> **Liste des tâches**
(a) Relevez toutes les quantités exprimées par un nombre dans l'extrait sur l'élevage d'insectes comestibles, en les citant telles qu'elles y figurent.
(b) Dites si chaque affirmation concorde avec l'extrait sur l'élevage d'insectes comestibles, en répondant par oui ou par non et en citant les mots décisifs : (i) l'entreprise compte cinq salariés ; (ii) les proches de l'entrepreneur lui ont dit clairement qu'il était fou ; (iii) le marché de l'entomophagie est encore peu développé en Asie.

> **Extrait de texte**

══════

Aujourd’hui, son entreprise de cinq salariés, située à Saint-Orens-de-Gameville dans la région Toulousaine, produit environ une tonne par mois de grillons et autres vers de farine à des fins alimentaires. Pourtant, il y a trois ans de cela, son entourage lui faisait les gros yeux. "Sans me dire clairement que j’étais fou, mes proches ne comprenaient pas bien où je voulais aller. La viabilité économique du projet suscitait pas mal d’interrogations", explique le jeune entrepreneur (31 ans). Et pour cause : si en Asie le marché de l’entomophagie est déjà bien fourni, Micronutris est à ce jour la seule entreprise européenne spécialisée dans la production de masse d’insectes comestibles.

"30% de la population est carrément prête à se laisser tenter"

══════

> **Jeu de données**

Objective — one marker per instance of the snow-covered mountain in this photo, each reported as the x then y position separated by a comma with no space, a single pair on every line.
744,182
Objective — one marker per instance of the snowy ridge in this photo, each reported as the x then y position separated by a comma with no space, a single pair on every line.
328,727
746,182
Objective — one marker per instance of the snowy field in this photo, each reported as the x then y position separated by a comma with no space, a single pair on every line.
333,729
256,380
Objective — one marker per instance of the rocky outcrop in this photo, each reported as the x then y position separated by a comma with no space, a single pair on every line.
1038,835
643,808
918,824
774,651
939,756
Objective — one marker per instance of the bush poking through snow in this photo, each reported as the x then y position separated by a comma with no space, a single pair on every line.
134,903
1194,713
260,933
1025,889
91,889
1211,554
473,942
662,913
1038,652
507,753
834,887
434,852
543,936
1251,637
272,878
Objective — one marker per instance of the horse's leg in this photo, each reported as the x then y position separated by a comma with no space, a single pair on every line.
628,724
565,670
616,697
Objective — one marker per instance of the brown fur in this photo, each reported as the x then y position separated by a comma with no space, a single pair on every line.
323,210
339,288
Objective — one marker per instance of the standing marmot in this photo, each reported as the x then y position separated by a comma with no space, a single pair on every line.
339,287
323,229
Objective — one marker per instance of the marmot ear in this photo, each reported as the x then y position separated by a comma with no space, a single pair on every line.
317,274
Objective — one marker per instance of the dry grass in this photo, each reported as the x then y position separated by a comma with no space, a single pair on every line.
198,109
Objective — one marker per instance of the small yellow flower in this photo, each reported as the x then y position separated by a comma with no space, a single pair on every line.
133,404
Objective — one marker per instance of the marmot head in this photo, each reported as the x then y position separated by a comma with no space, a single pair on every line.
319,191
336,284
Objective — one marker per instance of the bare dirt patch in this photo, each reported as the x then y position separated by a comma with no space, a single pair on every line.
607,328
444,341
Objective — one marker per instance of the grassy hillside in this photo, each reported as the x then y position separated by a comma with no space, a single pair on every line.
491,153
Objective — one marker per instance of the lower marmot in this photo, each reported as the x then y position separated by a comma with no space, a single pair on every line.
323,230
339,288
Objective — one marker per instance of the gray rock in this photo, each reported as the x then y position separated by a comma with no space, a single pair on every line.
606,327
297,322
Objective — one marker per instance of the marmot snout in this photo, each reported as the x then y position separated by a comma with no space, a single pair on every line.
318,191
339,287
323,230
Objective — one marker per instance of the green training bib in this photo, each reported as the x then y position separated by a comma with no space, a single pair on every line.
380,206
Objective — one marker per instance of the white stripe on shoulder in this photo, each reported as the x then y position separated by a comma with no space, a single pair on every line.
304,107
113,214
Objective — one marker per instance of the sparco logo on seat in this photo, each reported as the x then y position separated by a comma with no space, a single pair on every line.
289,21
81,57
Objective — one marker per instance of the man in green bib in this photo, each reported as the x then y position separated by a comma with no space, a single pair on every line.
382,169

══════

> **Réponses par tâche**
(a)
- cinq salariés
- une tonne par mois
- trois ans
- 31 ans
- 30%

(b)
(i) Oui : « son entreprise de cinq salariés ».
(ii) Non : « Sans me dire clairement que j’étais fou ».
(iii) Non : « si en Asie le marché de l’entomophagie est déjà bien fourni ».